Source text.
The 30s are often a time when life plans and goals come into focus but while we’re working on affording big picture plans and day-to-day needs, important money matters can pass us by.
These are the things that are good to sort out now before we get to 40 and realise we’ve missed a decade where we could have increased our savings or superannuation.
To find out the most important money matters 30-somethings should deal with, 9honey Money asked finance experts the top three things we should be sorting out sooner rather than later.
Top of the list is that one thing we all let tick away in the background without a second thought: superannuation.
The first thing you should do is consolidate your super funds if you haven’t already.
“You’re literally ripping yourself off and losing potentially tens of thousands of dollars (or more!) in future wealth by paying extra account keeping fees for no good reason,” says Sarah Megginson, personal finance expert at Finder
“Around 3 million Aussies have multiple super funds – and each one charges you fees. You wouldn’t be happy splitting your savings across several accounts and paying $10 in monthly fees on each account. So don’t accept it for your super either. It takes two minutes to consolidate, so it’s the best return on investment you’ll earn this year.”

Source information.
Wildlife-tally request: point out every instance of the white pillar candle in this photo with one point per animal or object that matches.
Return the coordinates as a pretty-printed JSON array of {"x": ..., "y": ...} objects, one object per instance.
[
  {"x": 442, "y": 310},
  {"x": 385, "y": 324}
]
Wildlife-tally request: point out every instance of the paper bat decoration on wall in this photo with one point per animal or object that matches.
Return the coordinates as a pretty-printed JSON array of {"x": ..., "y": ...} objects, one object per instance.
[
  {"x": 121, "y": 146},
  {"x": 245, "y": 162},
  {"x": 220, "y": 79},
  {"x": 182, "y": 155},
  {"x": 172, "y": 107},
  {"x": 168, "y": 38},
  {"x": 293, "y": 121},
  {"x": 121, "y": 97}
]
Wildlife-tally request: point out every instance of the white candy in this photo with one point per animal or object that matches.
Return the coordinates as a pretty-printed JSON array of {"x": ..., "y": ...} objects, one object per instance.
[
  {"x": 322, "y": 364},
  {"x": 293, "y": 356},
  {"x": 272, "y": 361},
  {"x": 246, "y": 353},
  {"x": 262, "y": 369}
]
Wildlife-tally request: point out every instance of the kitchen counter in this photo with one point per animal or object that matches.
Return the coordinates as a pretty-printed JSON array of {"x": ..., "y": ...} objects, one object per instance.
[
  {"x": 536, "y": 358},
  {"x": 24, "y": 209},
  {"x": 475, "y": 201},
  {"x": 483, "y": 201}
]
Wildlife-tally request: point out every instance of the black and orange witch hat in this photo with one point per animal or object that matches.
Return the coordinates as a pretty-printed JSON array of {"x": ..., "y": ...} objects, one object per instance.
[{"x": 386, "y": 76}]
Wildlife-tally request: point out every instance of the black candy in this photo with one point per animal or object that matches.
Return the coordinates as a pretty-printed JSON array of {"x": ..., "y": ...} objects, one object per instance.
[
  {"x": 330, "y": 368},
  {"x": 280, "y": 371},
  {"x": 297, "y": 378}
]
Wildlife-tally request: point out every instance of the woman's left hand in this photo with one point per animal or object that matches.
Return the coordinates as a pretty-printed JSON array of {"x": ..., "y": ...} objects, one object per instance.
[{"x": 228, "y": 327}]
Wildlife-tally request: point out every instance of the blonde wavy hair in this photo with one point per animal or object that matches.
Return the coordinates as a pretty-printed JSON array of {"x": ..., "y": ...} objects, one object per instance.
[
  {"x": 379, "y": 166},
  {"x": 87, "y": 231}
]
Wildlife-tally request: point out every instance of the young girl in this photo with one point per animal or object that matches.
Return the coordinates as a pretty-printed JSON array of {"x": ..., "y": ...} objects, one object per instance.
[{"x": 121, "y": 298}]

---

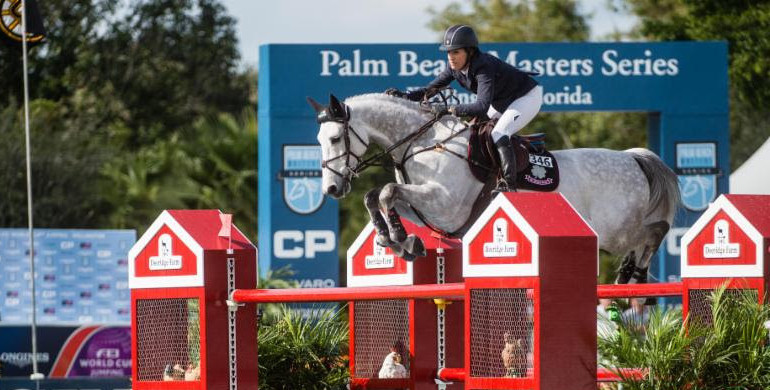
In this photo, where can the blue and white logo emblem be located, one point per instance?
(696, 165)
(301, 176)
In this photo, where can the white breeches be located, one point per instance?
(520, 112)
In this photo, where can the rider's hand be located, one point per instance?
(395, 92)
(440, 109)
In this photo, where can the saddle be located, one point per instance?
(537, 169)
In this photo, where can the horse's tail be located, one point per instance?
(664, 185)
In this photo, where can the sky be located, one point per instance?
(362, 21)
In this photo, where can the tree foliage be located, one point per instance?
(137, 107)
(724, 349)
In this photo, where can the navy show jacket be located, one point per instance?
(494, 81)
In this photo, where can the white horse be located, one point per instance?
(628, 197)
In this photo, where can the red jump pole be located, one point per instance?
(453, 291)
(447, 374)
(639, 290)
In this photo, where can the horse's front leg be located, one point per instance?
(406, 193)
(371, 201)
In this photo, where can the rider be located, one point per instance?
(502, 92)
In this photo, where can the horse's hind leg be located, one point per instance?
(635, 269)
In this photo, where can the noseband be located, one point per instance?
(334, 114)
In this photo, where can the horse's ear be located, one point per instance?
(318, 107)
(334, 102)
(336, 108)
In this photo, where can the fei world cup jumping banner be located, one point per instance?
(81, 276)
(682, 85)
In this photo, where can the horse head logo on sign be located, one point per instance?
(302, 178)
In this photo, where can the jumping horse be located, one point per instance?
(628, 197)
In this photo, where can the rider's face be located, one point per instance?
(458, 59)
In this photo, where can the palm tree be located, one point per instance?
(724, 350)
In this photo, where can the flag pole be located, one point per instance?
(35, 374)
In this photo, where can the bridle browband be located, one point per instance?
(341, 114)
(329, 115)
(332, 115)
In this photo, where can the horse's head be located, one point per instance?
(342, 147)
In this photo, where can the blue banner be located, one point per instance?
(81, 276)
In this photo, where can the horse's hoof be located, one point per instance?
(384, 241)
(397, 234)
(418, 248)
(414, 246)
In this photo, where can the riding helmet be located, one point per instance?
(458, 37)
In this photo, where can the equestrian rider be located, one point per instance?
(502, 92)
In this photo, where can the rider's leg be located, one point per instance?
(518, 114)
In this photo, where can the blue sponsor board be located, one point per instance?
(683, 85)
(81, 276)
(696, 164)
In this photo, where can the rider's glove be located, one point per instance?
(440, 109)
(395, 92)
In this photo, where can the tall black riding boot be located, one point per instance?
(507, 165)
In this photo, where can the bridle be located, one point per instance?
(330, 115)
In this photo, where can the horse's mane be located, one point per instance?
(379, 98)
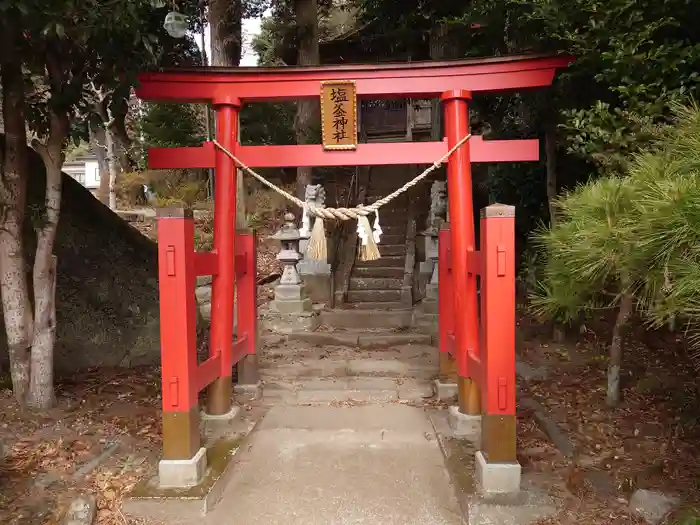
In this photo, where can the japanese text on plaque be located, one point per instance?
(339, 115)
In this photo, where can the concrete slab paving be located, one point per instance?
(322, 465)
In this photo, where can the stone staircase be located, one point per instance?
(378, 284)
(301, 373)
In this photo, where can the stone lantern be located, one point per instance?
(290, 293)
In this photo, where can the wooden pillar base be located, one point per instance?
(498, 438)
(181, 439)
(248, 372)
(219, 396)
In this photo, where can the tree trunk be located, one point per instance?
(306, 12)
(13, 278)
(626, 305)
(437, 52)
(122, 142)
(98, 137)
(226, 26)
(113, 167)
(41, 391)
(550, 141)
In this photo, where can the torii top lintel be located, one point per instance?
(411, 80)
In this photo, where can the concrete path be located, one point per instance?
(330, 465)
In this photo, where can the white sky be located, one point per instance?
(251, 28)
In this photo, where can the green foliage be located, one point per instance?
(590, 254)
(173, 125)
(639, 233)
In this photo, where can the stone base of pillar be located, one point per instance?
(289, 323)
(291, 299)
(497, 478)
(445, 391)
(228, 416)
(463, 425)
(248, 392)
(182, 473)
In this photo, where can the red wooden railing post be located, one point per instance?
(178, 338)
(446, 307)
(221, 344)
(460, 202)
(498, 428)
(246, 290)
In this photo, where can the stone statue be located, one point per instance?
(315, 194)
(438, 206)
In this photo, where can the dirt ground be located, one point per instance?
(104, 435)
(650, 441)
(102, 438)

--

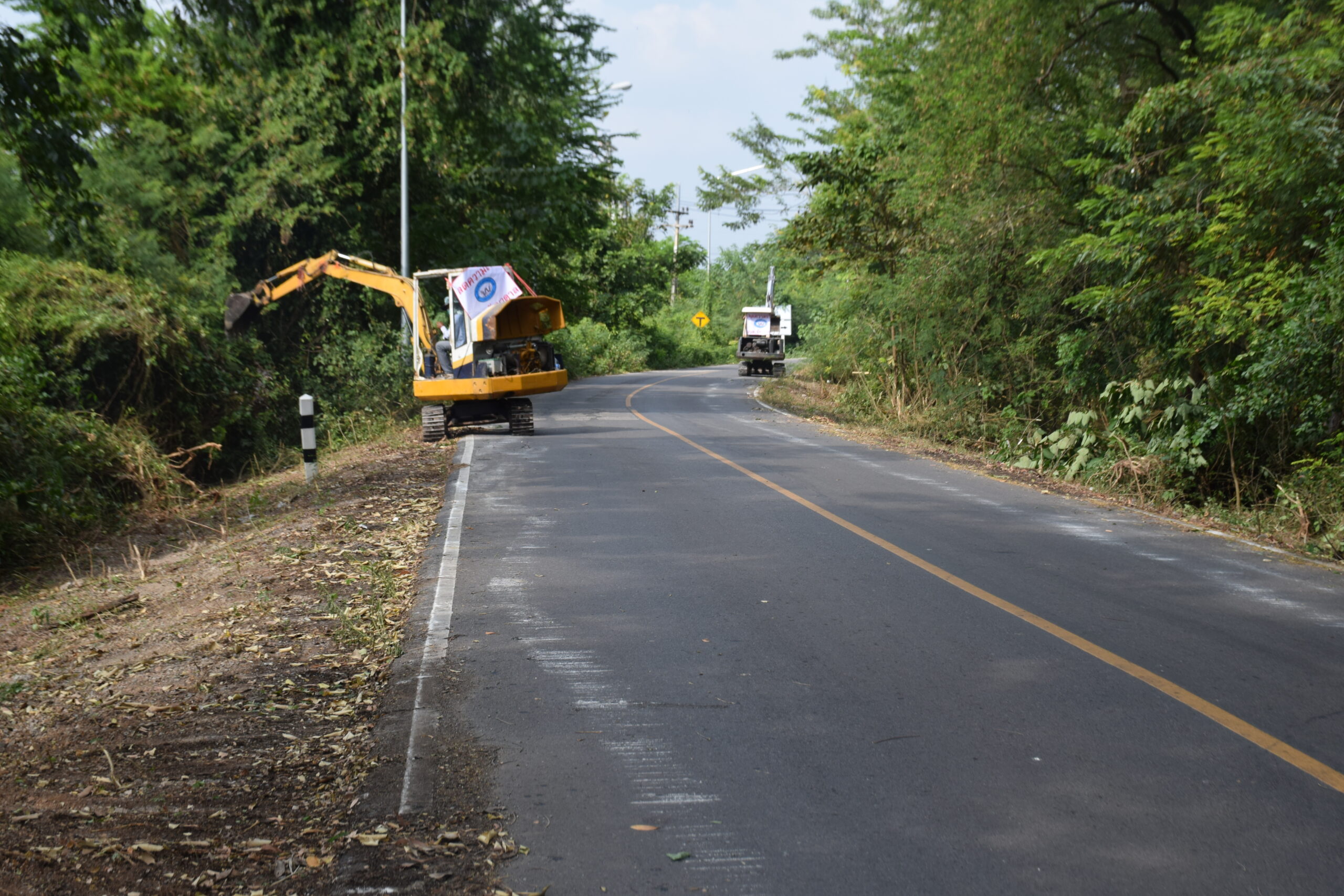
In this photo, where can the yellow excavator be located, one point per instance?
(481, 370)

Prompt 1.
Answer these questions using the article on money matters for people in their 30s.
(a) Whom did 9honey Money ask about the most important money matters?
(b) About how many Australians have more than one super fund?
(c) How long does consolidating super take, according to Sarah Megginson?
Prompt 2.
Continue the article on money matters for people in their 30s from its last sentence.
The data above has no connection to the article on money matters for people in their 30s.

Written response 1.
(a) Finance experts.
(b) Around 3 million.
(c) Two minutes.

Written response 2.
Reviewing your fund to see if it’s the best fit for you, performing well and has low fees is also important.
Once that’s sorted, consider making contributions to your super to increase the amount you’ll have by the time you retire. One popular way of doing this is through salary sacrifice.
“Start adding to your superannuation fund and get a tax deduction along the way – a win win. Small amounts regularly will make a huge difference to your super balance in retirement,” Jennifer Richardson, founder and director of 123 Financial Group and Got Money Honey, says.
Many of the experts agreed your 30s are a good time to sort out a vision or strategy for your money.
“Having a long-term financial plan helps you manage your ‘adult’ financial responsibilities like kids and a mortgage alongside normal living and lifestyle expenses while still planning for the future,” Christine Lusher, financial planner and advisor at Lush Wealth.
“While retirement might still feel distant in your 30s, it’s crucial to start planning and saving for it early. The longer your investment horizon, the more flexibility you have in choosing investment options and adjusting your strategy as needed.”
But we’re warned to get clear on our personal goals rather than following others or what we think we should be doing with our money at this age.
“Reaching your 30s is the time that your friends start buying houses and starting families. It can be easy to get caught up and focus on similar goals because you don’t want to fall behind, but these are big and expensive life decisions. Now is the time to think about what you want and how your money can help you get there,” Alec Renehan, Equity Mates co-founder, says.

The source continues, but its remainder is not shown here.